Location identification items
○ ○ ○ ○ ○

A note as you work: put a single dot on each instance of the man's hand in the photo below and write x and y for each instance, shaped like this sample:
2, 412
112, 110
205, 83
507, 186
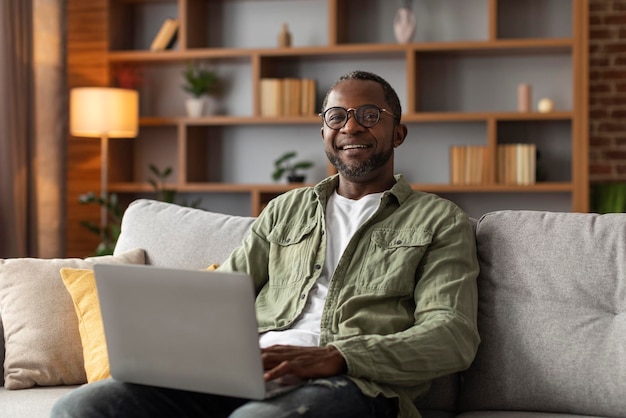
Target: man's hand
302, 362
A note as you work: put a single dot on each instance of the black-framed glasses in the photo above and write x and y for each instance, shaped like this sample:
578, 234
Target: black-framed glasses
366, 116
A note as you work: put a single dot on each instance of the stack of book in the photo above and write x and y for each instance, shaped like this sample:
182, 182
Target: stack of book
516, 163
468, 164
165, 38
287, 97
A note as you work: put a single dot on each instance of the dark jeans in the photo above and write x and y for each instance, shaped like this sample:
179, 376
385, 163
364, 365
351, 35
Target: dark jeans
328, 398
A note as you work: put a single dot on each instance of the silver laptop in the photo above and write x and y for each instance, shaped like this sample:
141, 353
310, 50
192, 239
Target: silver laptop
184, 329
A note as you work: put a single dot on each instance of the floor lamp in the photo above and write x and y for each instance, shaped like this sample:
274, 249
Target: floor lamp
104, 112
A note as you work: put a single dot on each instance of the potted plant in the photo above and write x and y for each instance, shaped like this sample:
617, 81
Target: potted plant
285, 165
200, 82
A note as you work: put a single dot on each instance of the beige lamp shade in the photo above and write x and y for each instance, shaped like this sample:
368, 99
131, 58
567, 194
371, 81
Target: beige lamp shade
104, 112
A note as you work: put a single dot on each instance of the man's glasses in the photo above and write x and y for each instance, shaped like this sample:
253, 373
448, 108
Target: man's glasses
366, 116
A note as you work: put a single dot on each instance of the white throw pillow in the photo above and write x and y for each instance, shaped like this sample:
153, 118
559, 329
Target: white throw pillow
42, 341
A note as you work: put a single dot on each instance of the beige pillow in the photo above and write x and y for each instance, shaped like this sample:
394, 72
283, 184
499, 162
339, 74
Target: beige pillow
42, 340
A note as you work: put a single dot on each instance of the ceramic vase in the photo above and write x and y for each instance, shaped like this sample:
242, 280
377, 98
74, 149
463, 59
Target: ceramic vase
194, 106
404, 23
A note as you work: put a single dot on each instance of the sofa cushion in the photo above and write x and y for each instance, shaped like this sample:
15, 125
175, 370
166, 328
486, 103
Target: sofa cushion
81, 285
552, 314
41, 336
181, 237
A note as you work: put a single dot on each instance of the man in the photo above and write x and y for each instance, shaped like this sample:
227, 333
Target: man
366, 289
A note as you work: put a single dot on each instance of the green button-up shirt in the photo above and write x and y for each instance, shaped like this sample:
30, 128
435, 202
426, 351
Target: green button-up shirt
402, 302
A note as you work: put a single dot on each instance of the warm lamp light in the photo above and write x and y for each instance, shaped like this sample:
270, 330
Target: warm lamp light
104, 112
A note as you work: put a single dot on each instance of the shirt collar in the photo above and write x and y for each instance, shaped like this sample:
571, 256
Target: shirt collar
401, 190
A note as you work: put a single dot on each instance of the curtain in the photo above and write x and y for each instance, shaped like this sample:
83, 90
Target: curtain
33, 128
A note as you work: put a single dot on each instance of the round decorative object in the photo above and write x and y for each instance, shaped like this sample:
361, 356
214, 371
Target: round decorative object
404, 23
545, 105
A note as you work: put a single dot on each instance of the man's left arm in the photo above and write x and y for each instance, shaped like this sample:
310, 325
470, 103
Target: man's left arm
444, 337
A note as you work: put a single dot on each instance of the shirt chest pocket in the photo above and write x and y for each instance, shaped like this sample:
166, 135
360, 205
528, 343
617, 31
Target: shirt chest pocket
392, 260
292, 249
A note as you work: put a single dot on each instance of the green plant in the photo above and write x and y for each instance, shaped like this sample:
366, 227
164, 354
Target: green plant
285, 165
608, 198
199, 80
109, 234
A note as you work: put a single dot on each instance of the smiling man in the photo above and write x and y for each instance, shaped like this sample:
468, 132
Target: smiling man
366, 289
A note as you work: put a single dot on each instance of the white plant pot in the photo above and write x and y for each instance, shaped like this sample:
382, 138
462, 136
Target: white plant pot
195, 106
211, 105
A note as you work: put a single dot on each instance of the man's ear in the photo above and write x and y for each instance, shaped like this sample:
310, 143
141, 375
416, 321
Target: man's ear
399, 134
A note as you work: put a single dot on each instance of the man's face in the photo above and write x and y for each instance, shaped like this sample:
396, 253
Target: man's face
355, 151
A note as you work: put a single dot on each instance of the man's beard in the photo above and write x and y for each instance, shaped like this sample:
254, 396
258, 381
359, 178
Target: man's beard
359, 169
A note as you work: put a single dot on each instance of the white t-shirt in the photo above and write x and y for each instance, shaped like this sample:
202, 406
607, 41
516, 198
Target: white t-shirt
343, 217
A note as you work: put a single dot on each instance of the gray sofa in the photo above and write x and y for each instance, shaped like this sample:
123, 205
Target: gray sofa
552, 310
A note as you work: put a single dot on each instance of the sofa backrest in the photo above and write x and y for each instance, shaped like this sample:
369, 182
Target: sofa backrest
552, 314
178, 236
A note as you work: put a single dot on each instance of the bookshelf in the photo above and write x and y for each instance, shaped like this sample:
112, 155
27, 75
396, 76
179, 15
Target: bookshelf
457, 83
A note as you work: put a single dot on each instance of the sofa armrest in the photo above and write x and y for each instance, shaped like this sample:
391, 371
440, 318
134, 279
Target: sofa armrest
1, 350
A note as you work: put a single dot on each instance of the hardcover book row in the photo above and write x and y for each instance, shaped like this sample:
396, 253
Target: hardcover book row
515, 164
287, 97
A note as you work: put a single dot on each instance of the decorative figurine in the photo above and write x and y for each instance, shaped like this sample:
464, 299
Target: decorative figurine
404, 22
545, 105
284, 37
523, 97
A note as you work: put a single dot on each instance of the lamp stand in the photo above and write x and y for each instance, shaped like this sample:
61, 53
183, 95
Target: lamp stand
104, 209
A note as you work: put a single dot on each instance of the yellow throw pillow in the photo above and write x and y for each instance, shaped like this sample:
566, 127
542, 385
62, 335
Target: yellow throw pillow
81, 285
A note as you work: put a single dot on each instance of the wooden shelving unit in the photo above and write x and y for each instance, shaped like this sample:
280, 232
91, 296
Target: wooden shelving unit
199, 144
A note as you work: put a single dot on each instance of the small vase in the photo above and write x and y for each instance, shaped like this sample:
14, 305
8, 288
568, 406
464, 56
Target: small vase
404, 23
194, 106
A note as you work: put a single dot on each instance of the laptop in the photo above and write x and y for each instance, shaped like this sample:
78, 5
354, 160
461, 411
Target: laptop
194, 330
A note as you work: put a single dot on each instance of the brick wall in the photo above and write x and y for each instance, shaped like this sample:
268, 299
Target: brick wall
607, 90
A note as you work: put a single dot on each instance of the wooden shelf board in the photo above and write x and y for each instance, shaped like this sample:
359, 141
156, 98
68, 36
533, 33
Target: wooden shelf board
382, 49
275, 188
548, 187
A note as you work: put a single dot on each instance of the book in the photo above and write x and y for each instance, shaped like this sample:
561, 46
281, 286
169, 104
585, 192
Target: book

○ ○ ○ ○ ○

**WHAT NEEDS TO BE DONE:** Reproduce the material in full, word for word, and omit the pictures.

**RESPONSE BELOW:**
A note as you work: put a single dot on each instance of the man's hand in the photo below and write x and y for each instance, shaped like this sample:
2, 412
112, 110
205, 83
507, 186
Target: man's hand
302, 362
A note as you work: put a single dot on each instance of the black-framed glasses in the photo above and write x and y for each instance, shaped like this sample:
578, 234
Target: black-framed glasses
366, 116
A note as you work: put a single dot on each instance of the stack of book in the photo above and write x and y for each instance, shaped like this sample:
182, 182
Target: stack of book
516, 163
468, 164
165, 38
287, 97
A note as you work: put a single dot on each instance of the dark jeans in the photo above and write x and y for each instance, shaped like this sample:
179, 376
385, 163
364, 365
351, 35
Target: dark jeans
328, 398
A note as you work: put a single dot on each instance of the silver laptop in the photo above and write x and y for each instance, shaped like this sample:
141, 353
310, 50
192, 239
Target: silver laptop
184, 329
A note as you work: put a single dot on each instance of the floor lamp in the photo above and write x and y for each instance, shaped like this sample:
274, 249
Target: floor lamp
104, 112
A note as you work: put a single dot on each instance of the potted plant in the photo above and write x and y for each instance, shaped like this sample:
617, 81
Target: potted plant
285, 165
200, 82
A note as you work: put a single dot on each instance of the beige lamp shade in the photo above and write x and y for each instance, shaped like this sample:
368, 99
131, 58
567, 194
371, 81
Target: beige lamp shade
104, 112
A note as you work: put a single dot on each instance of the man's glasses in the photo above and write x and y for each instance, shaped like this sample:
253, 373
448, 108
Target: man's glasses
366, 116
A note as you work: put a single dot on each instance of the white throw pillow in the photo above and write x and y for each instance, shaped like this sample:
153, 118
559, 329
Target: white throw pillow
42, 341
A note as you work: put a single dot on each instance of the beige pillow in the photo above and write x and y for each instance, shaped like this sample:
394, 72
283, 184
499, 162
339, 74
Target: beige pillow
42, 340
A note as you work: put a single dot on each instance of the ceramic vase in the photo above and write x and y for each instance, shaped like this sample:
242, 280
377, 98
74, 149
463, 59
Target: ceramic vase
194, 106
404, 23
A note as you work: put a single dot on each instance of the sofa cushion in the photo above and write x and y for each instance, shaped like this sample:
15, 125
175, 370
166, 328
486, 103
Target: sofa cushion
81, 285
552, 314
41, 336
181, 237
A note as you work: put a single dot on each instance of the man in the photo above and write x and y for each instance, shaped like this sample:
227, 333
Target: man
366, 289
A note as you work: put a single dot on each instance of the green button-up shirt in the photo above and write x and y for each instance, shaped like this sample:
30, 128
435, 202
426, 351
Target: green button-up shirt
402, 302
A note as you work: put a single dot on each instance of the warm lamp light in the photo above and write x and y for each instance, shaped like this sample:
270, 330
Target: warm lamp light
104, 112
A note as you work: put a single dot on each instance of the shirt collar in the photo above and write x and y for each instance, shaped like this sample:
571, 256
Target: shirt collar
401, 190
A note as you work: put a single dot on each instance of the curtain in the photo above and write x and y for each instance, shaped like this sample:
83, 90
Target: curtain
33, 128
A note as you work: put a single dot on each instance of the round decorative object in the photo above and write x and y for each instance, shaped like this sample:
361, 356
214, 371
Target: round decorative object
404, 23
545, 105
A note as you work: put a single dot on each instance of the man's left arm in the photo above and write x and y for each instance, shaped like this sample:
310, 325
470, 103
Target: man's left arm
444, 337
A note as you work: put a single dot on each instance of the shirt chest pocket in the photo above and write x and y for each instance, shaped like this sample:
166, 135
360, 205
528, 343
617, 31
Target: shirt chest pocket
392, 260
292, 249
A note as you work: put a single dot on each instance of the green plant in the photo above and write x and y for each instance, shaped like this sample:
366, 227
164, 354
Target: green plant
285, 165
608, 198
199, 80
109, 234
A note as you work: put a single dot on each instance of the smiling man in the photo above and write x and y for each instance, shaped like this sample:
468, 132
Target: smiling man
366, 289
A note as you work: put a single dot on each instance of the white plant pot in the photo above and write x and y for each instance, shaped like this sample:
382, 138
462, 136
Target: white plant pot
195, 106
211, 105
A note as you work: put a single dot on each instance of the man's ear in the photo above and write x and y for each instance, shaped like this sample:
310, 143
141, 375
416, 321
Target: man's ear
399, 134
A note as you work: put a single dot on each instance of the man's face in the photo above and write x and y for each instance, shaped like this sample:
396, 253
Target: man's face
355, 151
A note as you work: put a single dot on each instance of the man's beard in the photo above and write x and y for each instance, shaped like this sample:
254, 396
258, 381
359, 178
Target: man's beard
359, 169
A note as you work: put a single dot on each instance of the white t-shirt in the photo above and write x and y for each instance, shaped like this sample:
202, 406
607, 41
516, 198
Target: white t-shirt
343, 217
A note as you work: put a single dot on each instance of the gray sofa in the photo above and write x and y for each instance, shaped like this sample:
123, 205
Target: gray sofa
552, 310
A note as you work: put a single dot on each instance of the sofa backrest in the photo above and write x and y for each instance, shaped like this sample:
369, 182
Target: sofa backrest
552, 314
178, 236
A note as you work: put a single dot on each instance of the bookshelf in the photo above and write x and y for each instance, shaped like this sample:
112, 155
27, 75
396, 76
179, 15
Target: bookshelf
457, 83
A note as you work: put a single dot on each instance of the sofa armrest in the photo above and write x and y for each instance, shaped like this sample:
391, 371
440, 318
134, 279
Target: sofa armrest
1, 350
A note as you work: put a single dot on each instance of the hardcover book row in the photo above and write x and y for each instance, shaped like this sample:
396, 253
Target: hardcover book row
515, 164
287, 97
A note as you work: put a single dot on each instance of the decorative figurine in the photo above and write x and y for each instance, shaped like this sample:
464, 299
Target: decorative figurine
404, 22
545, 105
284, 37
523, 97
A note as you work: put a single dot on each instance of the lamp stand in the photo above and write x and y for each instance, shaped like this sample:
61, 53
183, 95
Target: lamp stand
104, 209
A note as you work: put a single dot on each instance of the yellow throw pillow in the photo above and write x and y for each instance, shaped like this sample:
566, 127
542, 385
62, 335
Target: yellow throw pillow
81, 285
A note as you work: put a single dot on each instance of the wooden shelving unit in the photo above and write x and y for each instance, shaped like this sample:
280, 232
91, 296
Target: wooden shelving unit
199, 144
A note as you work: put a single dot on each instance of the small vase in the photo above and write x and y for each instance, shaped like this sample:
14, 305
8, 288
568, 406
464, 56
Target: small vase
404, 23
194, 106
A note as you work: put a single dot on each instance of the laptop in the photo above and write x and y for each instance, shaped like this sample:
78, 5
354, 160
461, 411
Target: laptop
194, 330
A note as you work: put a single dot on each instance of the brick wall in the photo above and write x and y for each instance, shaped like this sample:
268, 299
Target: brick wall
607, 90
A note as you work: put a single dot on each instance of the wooden shelf board in the photo above and write x and y for each instance, shaped like this sample:
359, 141
156, 98
68, 36
533, 33
Target: wooden shelf board
382, 49
275, 188
548, 187
A note as you work: put a single dot on each instance of the book in the photo above and write x and y for each instance, shaped like this sample:
561, 46
281, 286
169, 104
585, 192
Target: book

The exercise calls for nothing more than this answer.